- _SET TASK_
In the text on F# active patterns below, condense the paragraph beginning "The partials are gone" into a short list that keeps its main facts.

- _TEXT BLOCK_
That’s better, but if you try that example you’ll see FSharp throws a warning in the DescribeCard function. It claims that we have an incomplete match pattern. FSharp is concerned that a card might come along that doesn’t match either Black or Red.

We know we’ve got our bases covered, but the use of Partials hides that fact from FSharp. What happens if a card comes along that gets ‘None’ from both (|Black|) and (|Red|). I knew those damn Jokers would bite us in the ass.

We could throw in a dummy catch all case that would get rid of the warning, but where’s the fun in that?

This, as it happens is an ideal scenario for a Multi-Case Active Pattern. We know that the full range of possible values for a card (i.e. all 52 cards) must map to one of a small set of possibilities (Red and Black). We can make that fact explicit using a Multi-Case active pattern and kill off a compiler warning in the process.


let (|Red|Black|) (card: Card) =
    match card with
    | _,Hearts|_,Diamonds -> Red card
    | _ -> Black card

let DescribeCard (card: Card) =
    match card with
    | Red (rank, suit) -> sprintf "The %A of %A is Red" rank suit
    | Black (rank, suit) -> sprintf "The %A of %A is Black" rank suit

The partials are gone. There’s no more ‘Some card’ or ‘None’. Every card is classified as either a ‘Black card’ or a ‘Red card’. Our match expression doesn’t throw a warning any more because FSharp can understand that Red and Black are the Only possibilities for cards, and we handle them both.

Pointing dataset excerpts:
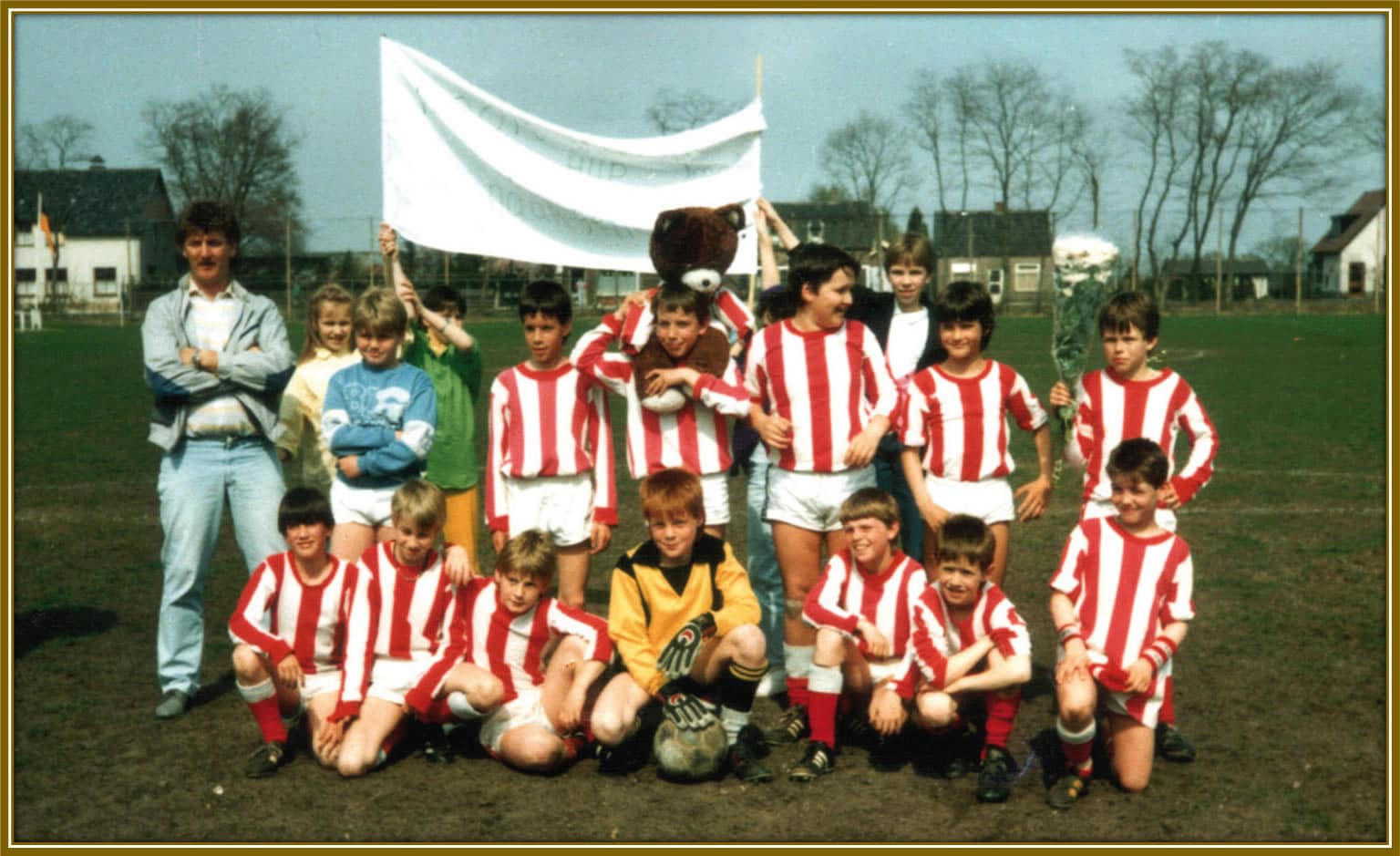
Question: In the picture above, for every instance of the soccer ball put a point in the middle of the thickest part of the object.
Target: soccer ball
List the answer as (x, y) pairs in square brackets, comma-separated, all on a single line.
[(691, 756)]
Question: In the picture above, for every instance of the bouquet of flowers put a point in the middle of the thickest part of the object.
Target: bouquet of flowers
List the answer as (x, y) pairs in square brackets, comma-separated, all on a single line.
[(1083, 268)]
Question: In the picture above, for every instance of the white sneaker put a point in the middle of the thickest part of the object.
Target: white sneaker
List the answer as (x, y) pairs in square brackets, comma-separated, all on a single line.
[(773, 683)]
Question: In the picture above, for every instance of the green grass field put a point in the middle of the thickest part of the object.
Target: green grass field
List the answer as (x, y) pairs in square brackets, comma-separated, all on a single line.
[(1282, 683)]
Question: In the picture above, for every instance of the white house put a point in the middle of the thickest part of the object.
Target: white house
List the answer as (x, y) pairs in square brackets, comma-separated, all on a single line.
[(1352, 258), (112, 227)]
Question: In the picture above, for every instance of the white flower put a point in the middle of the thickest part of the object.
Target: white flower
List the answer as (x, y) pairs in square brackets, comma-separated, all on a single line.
[(1084, 250)]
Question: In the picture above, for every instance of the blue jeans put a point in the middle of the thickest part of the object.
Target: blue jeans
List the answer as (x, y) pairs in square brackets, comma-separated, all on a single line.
[(765, 576), (195, 480), (890, 475)]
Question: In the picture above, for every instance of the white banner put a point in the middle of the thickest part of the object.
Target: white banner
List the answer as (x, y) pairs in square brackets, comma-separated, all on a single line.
[(468, 172)]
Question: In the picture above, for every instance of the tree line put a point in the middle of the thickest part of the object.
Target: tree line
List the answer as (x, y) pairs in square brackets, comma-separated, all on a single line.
[(1203, 136), (1204, 133)]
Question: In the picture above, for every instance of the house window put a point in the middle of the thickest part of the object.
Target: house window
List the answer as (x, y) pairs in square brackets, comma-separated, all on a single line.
[(104, 281), (26, 281), (1028, 276)]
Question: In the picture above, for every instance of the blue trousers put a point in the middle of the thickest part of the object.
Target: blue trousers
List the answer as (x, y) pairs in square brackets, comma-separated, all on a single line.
[(765, 576), (196, 480)]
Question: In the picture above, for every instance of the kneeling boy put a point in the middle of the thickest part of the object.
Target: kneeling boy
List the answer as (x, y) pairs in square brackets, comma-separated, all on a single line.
[(860, 610), (684, 620), (1120, 603), (969, 642), (284, 631), (533, 712), (401, 608)]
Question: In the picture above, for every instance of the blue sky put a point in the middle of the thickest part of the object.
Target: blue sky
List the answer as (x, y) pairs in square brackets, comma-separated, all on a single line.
[(600, 72)]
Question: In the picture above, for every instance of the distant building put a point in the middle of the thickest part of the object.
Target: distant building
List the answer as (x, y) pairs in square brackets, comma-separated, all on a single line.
[(1249, 276), (114, 229), (1352, 258), (1004, 250)]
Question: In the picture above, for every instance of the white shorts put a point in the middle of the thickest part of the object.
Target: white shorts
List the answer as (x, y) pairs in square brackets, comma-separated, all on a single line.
[(368, 506), (1101, 508), (559, 505), (319, 683), (525, 709), (883, 670), (812, 500), (1144, 706), (989, 499), (715, 488), (392, 678)]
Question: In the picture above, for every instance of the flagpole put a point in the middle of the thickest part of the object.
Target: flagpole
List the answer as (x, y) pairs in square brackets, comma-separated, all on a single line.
[(757, 94)]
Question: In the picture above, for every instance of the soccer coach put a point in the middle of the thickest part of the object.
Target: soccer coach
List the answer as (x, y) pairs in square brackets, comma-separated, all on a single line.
[(217, 359)]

- _ANSWER TO THIS PROBLEM_
- The partial active patterns have been removed, so 'Some card' and 'None' no longer appear.
- Every card is classified as either a 'Black card' or a 'Red card'.
- The match expression no longer throws a warning, because FSharp can tell that Red and Black are the only possibilities and both are handled.